:: Record set ::
-*-

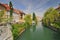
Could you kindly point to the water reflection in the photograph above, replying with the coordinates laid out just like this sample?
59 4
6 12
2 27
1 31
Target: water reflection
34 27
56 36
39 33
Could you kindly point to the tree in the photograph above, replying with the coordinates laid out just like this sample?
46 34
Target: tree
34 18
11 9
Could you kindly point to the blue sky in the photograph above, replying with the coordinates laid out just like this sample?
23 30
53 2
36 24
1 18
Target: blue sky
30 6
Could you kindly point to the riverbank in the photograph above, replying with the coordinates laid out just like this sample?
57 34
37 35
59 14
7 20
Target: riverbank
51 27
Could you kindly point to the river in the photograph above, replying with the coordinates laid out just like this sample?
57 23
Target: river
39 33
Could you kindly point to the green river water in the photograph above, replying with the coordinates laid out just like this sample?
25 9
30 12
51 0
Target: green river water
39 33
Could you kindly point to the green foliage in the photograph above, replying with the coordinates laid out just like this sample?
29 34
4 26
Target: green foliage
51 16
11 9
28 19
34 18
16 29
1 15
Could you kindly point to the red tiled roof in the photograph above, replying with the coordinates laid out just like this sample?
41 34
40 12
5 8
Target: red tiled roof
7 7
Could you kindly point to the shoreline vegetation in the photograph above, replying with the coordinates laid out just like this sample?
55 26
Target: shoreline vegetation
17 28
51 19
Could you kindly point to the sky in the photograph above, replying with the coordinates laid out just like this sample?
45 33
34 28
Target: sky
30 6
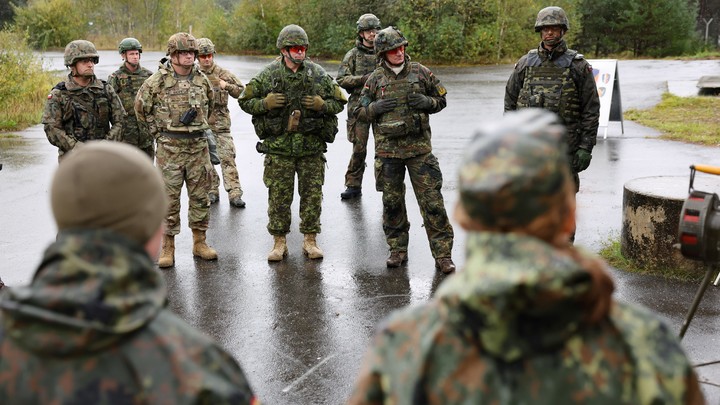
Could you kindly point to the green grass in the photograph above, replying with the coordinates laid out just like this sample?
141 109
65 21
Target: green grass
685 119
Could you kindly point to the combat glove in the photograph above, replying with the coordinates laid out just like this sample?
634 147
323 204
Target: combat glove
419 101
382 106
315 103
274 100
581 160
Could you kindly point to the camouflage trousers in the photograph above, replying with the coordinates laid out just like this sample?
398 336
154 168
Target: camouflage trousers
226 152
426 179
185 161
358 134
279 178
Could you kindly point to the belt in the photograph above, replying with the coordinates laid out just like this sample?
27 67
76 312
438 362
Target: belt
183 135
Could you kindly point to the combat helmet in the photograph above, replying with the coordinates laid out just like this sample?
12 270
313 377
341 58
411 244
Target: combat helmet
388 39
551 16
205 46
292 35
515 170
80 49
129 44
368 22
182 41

-*-

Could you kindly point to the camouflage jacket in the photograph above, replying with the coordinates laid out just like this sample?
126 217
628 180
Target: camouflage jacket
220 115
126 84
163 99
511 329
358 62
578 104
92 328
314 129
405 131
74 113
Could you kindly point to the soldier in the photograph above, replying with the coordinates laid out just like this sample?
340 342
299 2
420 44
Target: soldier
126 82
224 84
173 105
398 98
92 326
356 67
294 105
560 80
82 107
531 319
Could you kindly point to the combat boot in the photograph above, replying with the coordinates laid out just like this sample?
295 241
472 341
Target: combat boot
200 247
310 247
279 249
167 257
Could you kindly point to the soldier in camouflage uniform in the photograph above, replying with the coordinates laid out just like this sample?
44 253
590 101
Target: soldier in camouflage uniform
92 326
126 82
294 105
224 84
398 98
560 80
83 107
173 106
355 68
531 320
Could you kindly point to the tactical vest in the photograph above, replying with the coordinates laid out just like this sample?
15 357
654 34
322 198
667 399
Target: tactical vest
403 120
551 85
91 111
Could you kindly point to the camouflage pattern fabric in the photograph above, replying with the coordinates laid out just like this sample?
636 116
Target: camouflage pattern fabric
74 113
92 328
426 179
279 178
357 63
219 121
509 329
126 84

-*-

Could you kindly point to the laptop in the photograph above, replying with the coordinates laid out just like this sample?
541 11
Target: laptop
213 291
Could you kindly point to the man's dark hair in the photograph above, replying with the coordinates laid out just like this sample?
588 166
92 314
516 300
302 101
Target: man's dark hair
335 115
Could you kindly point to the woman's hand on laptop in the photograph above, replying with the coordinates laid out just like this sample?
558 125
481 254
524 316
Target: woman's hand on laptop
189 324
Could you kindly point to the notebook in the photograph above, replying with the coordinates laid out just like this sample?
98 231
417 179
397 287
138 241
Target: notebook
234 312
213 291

-*-

:: Instructions to follow ::
Collect every line in the entries above that contains the string "fabric", copying each such line in full. Matching is case-sensitive.

:: Response for this exercise ::
Could you kindly point to the camouflage pattern fabric in the photograph above, replying with the coordinates laid out just like this sample?
Target: camouflage pattern fabric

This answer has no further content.